Please render the lines from the one containing "For each <instance>, output" up to and including the one containing "148L367 149L368 248L399" as a Markdown table with two columns, Row and Line. Number each line in order and leave out any blank lines.

▼▼▼

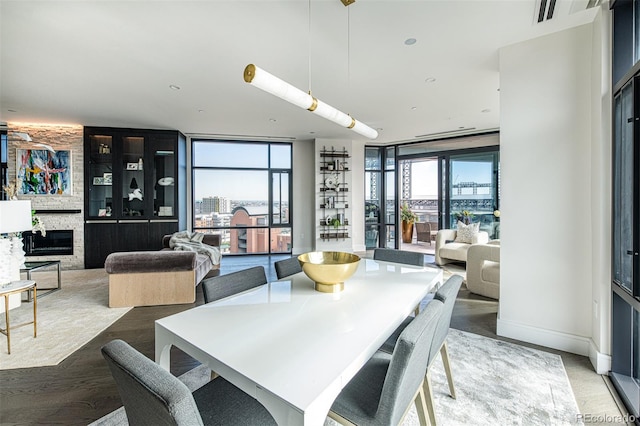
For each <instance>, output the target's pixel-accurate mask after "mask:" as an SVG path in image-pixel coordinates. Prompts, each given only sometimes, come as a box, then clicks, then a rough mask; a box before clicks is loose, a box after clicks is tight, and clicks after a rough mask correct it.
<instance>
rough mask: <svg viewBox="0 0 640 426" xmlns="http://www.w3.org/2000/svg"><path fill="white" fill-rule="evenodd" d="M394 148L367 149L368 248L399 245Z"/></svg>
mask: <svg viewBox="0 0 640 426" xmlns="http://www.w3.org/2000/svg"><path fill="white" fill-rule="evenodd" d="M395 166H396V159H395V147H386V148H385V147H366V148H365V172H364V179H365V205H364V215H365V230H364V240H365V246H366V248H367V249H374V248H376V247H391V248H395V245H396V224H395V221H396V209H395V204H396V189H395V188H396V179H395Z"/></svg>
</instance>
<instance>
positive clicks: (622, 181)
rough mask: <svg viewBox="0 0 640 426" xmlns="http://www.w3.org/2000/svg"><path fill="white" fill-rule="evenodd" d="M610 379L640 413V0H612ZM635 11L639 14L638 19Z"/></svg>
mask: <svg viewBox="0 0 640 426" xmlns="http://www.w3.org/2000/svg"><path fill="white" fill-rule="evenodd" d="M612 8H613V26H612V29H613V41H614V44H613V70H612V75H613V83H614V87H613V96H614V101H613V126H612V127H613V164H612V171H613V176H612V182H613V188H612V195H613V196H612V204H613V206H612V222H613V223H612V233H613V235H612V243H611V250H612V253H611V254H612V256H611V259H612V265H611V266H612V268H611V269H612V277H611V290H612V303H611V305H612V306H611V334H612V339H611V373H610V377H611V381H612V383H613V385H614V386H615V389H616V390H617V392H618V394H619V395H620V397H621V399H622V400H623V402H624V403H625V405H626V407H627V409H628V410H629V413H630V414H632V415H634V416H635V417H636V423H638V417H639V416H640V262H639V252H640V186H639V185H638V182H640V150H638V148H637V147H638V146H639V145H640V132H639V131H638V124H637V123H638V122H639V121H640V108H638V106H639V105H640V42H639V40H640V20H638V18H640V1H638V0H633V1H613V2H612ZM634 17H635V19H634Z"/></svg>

▲▲▲
▼▼▼

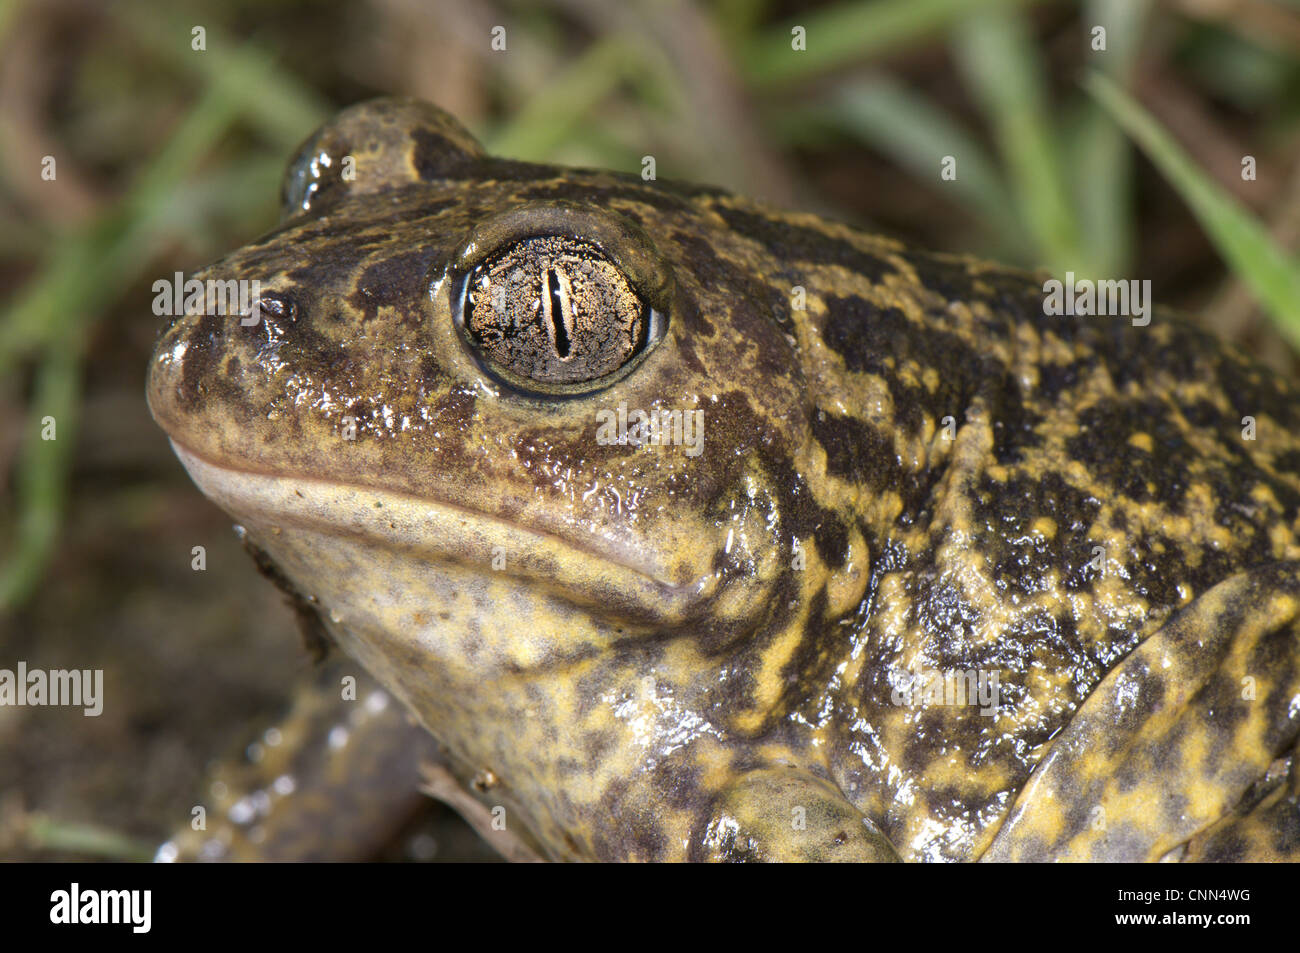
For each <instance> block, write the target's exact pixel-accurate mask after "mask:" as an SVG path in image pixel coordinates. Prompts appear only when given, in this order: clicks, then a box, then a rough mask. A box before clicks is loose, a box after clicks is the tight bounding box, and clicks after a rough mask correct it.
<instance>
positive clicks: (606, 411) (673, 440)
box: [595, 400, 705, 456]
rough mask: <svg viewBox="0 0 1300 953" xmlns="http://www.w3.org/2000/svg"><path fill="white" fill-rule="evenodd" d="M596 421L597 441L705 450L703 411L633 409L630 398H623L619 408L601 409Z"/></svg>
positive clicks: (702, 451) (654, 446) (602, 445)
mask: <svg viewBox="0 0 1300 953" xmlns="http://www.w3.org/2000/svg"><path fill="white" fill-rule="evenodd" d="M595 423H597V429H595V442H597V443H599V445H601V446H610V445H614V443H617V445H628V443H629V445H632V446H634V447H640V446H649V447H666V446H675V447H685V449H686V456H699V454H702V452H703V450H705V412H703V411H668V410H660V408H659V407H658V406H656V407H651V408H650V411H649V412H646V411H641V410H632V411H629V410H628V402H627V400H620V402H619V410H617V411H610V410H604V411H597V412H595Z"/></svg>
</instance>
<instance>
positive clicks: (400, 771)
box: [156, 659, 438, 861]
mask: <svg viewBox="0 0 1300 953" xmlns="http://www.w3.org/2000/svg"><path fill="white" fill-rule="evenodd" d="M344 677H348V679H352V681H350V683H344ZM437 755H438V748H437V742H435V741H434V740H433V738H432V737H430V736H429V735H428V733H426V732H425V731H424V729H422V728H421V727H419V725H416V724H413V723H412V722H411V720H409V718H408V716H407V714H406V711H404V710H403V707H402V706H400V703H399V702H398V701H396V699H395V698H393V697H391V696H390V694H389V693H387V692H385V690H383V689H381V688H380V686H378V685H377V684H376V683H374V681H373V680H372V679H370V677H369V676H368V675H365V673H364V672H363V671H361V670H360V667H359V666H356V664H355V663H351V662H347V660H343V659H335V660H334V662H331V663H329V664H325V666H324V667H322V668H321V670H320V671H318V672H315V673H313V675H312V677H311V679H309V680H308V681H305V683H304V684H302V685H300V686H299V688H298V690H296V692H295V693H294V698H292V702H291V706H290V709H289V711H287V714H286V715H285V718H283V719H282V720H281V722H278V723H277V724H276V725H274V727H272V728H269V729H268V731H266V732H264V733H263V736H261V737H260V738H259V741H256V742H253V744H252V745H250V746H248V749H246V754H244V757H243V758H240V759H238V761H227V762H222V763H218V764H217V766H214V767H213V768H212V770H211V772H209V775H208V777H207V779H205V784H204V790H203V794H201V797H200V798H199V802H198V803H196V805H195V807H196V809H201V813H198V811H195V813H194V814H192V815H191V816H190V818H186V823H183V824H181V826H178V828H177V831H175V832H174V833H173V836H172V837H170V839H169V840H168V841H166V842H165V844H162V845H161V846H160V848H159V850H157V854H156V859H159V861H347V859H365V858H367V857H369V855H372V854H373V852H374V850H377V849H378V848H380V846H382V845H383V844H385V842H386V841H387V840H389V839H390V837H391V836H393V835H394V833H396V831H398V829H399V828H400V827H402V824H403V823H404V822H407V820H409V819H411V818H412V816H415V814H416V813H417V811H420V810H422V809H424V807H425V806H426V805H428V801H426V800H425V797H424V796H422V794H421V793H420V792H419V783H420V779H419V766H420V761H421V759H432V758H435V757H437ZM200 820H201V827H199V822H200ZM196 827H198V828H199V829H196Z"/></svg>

▲▲▲

→ Result of this task:
| Row | Line |
|---|---|
| 1 | For each <instance>, output the target's pixel-accurate mask after "mask:" as an SVG path in image-pixel coordinates. Prompts, each given only sometimes, come as a box, then clicks, then a rough mask; a box before clicks is loose, a box after clicks is tight, and clicks after a rough mask correct it. |
| 2 | <instance> |
| 3 | rough mask: <svg viewBox="0 0 640 426" xmlns="http://www.w3.org/2000/svg"><path fill="white" fill-rule="evenodd" d="M394 148L367 149L368 248L399 245Z"/></svg> |